* YOUR TASK:
Return each line of the data below that contains the string "positive".
Start of DATA SECTION
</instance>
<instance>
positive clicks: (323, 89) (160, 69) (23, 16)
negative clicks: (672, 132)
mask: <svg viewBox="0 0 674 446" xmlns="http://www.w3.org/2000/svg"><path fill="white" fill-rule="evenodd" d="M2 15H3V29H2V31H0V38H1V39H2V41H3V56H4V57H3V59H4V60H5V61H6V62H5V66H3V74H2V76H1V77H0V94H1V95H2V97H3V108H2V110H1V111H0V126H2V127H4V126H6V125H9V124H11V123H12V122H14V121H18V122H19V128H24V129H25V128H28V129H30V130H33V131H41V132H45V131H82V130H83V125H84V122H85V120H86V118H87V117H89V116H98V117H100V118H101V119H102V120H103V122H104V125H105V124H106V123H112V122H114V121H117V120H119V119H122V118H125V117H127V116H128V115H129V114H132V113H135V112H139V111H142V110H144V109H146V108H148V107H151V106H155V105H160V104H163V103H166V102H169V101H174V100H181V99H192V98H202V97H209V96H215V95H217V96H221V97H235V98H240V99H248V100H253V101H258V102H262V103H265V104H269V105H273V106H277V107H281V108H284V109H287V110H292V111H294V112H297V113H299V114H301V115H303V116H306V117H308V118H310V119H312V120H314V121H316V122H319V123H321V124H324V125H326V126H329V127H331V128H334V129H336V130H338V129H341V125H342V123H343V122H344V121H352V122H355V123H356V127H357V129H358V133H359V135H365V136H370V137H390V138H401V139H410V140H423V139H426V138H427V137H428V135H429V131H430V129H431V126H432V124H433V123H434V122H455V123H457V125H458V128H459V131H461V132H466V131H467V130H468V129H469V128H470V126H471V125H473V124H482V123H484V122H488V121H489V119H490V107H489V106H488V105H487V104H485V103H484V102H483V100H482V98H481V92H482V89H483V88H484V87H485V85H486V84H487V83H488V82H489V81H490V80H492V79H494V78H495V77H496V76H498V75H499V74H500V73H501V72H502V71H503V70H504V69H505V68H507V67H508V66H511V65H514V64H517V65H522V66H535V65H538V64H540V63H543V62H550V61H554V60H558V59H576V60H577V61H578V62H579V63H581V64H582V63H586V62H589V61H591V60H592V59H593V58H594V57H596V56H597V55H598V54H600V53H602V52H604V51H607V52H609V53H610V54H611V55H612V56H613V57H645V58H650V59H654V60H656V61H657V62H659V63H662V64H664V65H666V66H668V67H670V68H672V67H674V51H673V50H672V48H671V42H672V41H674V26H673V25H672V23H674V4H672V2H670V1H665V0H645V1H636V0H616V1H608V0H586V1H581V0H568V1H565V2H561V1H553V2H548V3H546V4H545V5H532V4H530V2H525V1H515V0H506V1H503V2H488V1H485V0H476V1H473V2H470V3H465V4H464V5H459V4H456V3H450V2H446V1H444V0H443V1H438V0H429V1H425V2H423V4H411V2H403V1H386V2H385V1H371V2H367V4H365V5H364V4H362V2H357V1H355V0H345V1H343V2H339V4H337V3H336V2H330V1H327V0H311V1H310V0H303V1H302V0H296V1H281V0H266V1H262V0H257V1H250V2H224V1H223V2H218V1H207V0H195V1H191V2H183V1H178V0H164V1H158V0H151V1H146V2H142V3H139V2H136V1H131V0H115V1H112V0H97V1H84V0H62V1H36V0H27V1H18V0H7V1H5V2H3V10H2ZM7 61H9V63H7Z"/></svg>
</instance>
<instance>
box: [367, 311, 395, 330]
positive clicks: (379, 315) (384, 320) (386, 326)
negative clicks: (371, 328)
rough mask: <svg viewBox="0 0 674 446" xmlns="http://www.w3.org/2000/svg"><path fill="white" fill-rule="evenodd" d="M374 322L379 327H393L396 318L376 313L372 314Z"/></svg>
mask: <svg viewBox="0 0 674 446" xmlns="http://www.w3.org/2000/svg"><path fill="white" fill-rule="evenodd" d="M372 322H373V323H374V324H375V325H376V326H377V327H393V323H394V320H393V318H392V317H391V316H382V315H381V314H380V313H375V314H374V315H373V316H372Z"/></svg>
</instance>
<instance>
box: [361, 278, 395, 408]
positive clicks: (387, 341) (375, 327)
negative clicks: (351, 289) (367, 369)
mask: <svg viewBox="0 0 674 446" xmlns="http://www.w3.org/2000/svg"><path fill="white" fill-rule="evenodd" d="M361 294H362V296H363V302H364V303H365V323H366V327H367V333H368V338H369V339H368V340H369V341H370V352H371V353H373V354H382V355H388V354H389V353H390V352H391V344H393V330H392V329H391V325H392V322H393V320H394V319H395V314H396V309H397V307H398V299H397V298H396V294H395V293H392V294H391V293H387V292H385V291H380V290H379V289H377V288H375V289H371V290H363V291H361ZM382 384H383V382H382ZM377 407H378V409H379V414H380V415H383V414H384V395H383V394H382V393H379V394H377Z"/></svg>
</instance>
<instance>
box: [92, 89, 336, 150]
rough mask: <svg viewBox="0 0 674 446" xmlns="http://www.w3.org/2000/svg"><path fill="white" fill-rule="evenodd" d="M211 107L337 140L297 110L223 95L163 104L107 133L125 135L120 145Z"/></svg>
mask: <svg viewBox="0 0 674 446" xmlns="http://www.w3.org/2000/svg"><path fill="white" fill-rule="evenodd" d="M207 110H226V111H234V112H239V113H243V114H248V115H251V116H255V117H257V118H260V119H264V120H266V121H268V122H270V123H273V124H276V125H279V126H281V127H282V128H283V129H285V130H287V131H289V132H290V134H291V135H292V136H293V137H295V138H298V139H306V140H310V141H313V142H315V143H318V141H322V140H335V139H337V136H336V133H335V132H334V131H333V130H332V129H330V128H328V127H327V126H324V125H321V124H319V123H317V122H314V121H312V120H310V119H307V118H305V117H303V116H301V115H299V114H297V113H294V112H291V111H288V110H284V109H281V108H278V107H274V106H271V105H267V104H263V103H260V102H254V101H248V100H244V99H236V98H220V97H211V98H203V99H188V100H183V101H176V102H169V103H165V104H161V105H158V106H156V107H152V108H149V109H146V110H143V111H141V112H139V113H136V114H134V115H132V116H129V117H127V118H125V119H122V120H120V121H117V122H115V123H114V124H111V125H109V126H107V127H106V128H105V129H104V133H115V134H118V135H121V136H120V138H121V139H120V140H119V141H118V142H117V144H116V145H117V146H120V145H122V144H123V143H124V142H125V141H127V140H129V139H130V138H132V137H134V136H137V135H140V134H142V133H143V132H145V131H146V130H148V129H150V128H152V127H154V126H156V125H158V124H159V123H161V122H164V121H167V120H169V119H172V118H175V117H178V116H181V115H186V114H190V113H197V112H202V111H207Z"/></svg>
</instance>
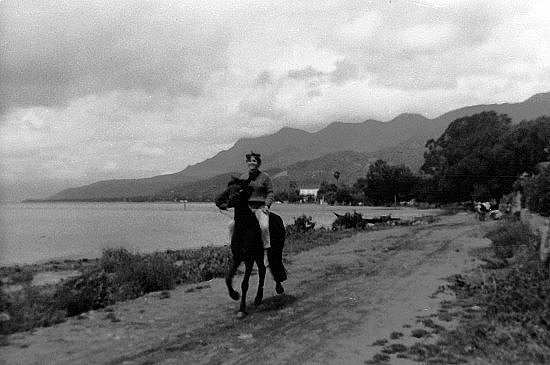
End of DATA SECTION
* REPLY:
positive clicks: (323, 89) (160, 69) (23, 16)
positive clicks: (379, 315) (384, 320) (386, 326)
positive clicks: (387, 341) (375, 327)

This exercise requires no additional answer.